Task description:
Return every entry exactly as written.

#### Data for this task

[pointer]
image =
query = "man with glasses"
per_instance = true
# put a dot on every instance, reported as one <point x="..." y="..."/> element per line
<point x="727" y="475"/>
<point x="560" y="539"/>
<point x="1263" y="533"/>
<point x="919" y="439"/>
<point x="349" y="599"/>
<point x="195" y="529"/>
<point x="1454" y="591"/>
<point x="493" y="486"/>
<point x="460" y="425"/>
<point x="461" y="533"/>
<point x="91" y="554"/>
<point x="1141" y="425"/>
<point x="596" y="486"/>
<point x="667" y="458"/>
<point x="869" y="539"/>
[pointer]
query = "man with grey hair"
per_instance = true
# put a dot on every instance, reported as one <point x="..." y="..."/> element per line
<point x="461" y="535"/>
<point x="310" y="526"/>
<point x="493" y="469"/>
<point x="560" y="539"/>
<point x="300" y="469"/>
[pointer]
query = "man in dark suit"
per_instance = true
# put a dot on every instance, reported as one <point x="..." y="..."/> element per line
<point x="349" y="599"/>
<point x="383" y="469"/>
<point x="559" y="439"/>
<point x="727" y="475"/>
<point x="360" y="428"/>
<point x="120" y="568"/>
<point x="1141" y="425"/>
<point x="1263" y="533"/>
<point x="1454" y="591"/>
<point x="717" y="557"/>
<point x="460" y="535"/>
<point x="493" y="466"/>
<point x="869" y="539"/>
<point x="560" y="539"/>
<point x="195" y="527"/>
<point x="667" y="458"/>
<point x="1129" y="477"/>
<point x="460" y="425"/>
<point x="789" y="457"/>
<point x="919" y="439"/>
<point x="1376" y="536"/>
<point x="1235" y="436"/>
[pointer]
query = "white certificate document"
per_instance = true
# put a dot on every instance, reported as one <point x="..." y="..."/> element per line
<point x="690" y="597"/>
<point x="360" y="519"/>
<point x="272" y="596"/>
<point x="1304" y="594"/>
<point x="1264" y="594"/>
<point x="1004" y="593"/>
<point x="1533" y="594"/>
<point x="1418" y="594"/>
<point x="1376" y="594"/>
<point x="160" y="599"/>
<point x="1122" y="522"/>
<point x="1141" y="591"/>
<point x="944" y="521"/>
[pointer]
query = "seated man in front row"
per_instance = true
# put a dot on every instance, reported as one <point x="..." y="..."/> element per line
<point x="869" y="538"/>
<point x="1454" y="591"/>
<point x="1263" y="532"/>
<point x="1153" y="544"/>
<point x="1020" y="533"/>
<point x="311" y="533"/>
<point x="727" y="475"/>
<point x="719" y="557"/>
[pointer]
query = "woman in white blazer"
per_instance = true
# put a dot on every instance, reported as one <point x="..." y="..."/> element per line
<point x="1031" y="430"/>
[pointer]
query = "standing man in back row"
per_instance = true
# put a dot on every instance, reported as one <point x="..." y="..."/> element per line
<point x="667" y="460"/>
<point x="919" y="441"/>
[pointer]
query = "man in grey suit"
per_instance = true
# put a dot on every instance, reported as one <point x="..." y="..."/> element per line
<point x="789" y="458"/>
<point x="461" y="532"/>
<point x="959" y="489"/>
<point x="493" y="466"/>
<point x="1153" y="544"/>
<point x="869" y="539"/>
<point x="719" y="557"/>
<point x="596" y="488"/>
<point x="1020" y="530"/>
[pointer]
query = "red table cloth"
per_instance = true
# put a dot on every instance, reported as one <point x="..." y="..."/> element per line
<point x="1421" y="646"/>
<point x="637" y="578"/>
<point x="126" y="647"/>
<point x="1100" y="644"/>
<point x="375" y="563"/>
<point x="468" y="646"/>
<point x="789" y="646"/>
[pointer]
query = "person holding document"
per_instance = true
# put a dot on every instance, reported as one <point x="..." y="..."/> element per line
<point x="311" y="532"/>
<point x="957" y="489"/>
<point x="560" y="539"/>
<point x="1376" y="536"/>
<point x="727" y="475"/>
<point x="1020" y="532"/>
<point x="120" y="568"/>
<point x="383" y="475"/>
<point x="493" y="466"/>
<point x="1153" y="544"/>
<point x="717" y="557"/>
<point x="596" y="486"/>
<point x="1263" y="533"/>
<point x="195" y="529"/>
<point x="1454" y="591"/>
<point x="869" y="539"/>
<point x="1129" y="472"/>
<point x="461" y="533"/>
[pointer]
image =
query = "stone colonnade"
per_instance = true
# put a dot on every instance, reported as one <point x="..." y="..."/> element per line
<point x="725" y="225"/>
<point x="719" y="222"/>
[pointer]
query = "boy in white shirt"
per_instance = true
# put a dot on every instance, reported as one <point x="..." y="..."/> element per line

########

Response to this task:
[pointer]
image =
query = "man with glasses"
per_instance = true
# put a dot on every instance, reported as one <point x="..." y="..."/> element per line
<point x="727" y="475"/>
<point x="560" y="539"/>
<point x="1263" y="533"/>
<point x="919" y="439"/>
<point x="349" y="599"/>
<point x="195" y="529"/>
<point x="1454" y="591"/>
<point x="493" y="486"/>
<point x="460" y="425"/>
<point x="461" y="533"/>
<point x="91" y="554"/>
<point x="1141" y="425"/>
<point x="596" y="486"/>
<point x="667" y="458"/>
<point x="869" y="539"/>
[pointer]
query = "man with grey hair"
per_instance = true
# put a dot on every instance, reported as one <point x="..." y="..."/> element per line
<point x="461" y="535"/>
<point x="310" y="526"/>
<point x="493" y="469"/>
<point x="560" y="539"/>
<point x="300" y="469"/>
[pointer]
query = "man in dark suit"
per_instance = true
# put a dot on every instance, reported as one <point x="..." y="..."/> element per line
<point x="349" y="599"/>
<point x="383" y="469"/>
<point x="559" y="439"/>
<point x="727" y="475"/>
<point x="360" y="428"/>
<point x="120" y="568"/>
<point x="1141" y="425"/>
<point x="1263" y="533"/>
<point x="1454" y="591"/>
<point x="717" y="557"/>
<point x="460" y="535"/>
<point x="493" y="466"/>
<point x="869" y="539"/>
<point x="560" y="539"/>
<point x="195" y="527"/>
<point x="667" y="458"/>
<point x="1129" y="477"/>
<point x="460" y="425"/>
<point x="789" y="457"/>
<point x="919" y="439"/>
<point x="1376" y="536"/>
<point x="1235" y="436"/>
[pointer]
query = "white certificate document"
per_instance = true
# put a dot on every instance, reported as one <point x="..." y="..."/> element per line
<point x="690" y="597"/>
<point x="360" y="519"/>
<point x="272" y="596"/>
<point x="1304" y="594"/>
<point x="1264" y="594"/>
<point x="1004" y="593"/>
<point x="1533" y="594"/>
<point x="1418" y="594"/>
<point x="1376" y="594"/>
<point x="160" y="599"/>
<point x="1122" y="522"/>
<point x="1141" y="591"/>
<point x="944" y="521"/>
[pointer]
query = "seated man in front row"
per_instance = true
# put a dot on every instance, reported as one <point x="..." y="..."/> element per line
<point x="869" y="538"/>
<point x="1454" y="591"/>
<point x="1263" y="532"/>
<point x="1153" y="544"/>
<point x="1020" y="533"/>
<point x="311" y="533"/>
<point x="727" y="475"/>
<point x="719" y="557"/>
[pointer]
query = "woman in white blazer"
per_instance = true
# put a dot on every instance, reported as one <point x="..." y="..."/> element per line
<point x="1031" y="430"/>
[pointer]
query = "standing man in back row"
per_instance = true
# put a dot on every instance, reported as one <point x="..." y="..."/> element per line
<point x="667" y="460"/>
<point x="919" y="441"/>
[pointer]
query = "man in grey suit"
per_instance = true
# put a dot on every instance, reported as one <point x="..." y="..."/> element per line
<point x="789" y="458"/>
<point x="461" y="532"/>
<point x="959" y="489"/>
<point x="493" y="466"/>
<point x="1153" y="544"/>
<point x="869" y="539"/>
<point x="719" y="557"/>
<point x="596" y="488"/>
<point x="1020" y="530"/>
[pointer]
query = "red table cloth"
per_instance = true
# put a dot on every instance, reported as one <point x="..." y="..."/> element per line
<point x="1421" y="646"/>
<point x="637" y="578"/>
<point x="126" y="647"/>
<point x="1100" y="644"/>
<point x="375" y="563"/>
<point x="468" y="646"/>
<point x="789" y="646"/>
[pointer]
query = "person holding document"
per_instance = true
# put a dot on every instance, reported as one <point x="..." y="..."/> element per line
<point x="311" y="532"/>
<point x="957" y="489"/>
<point x="560" y="539"/>
<point x="1376" y="536"/>
<point x="727" y="475"/>
<point x="1020" y="532"/>
<point x="120" y="568"/>
<point x="383" y="475"/>
<point x="493" y="466"/>
<point x="1153" y="544"/>
<point x="717" y="557"/>
<point x="596" y="486"/>
<point x="1263" y="533"/>
<point x="195" y="529"/>
<point x="1454" y="591"/>
<point x="869" y="539"/>
<point x="1129" y="472"/>
<point x="461" y="533"/>
[pointer]
image =
query = "stone colonnade"
per_instance = true
# put a dot on every instance, reported as one <point x="..." y="..."/> element per line
<point x="725" y="225"/>
<point x="719" y="222"/>
[pointer]
query = "boy in white shirt"
per_instance = true
# put a dot on every instance, reported as one <point x="..." y="..."/> element per line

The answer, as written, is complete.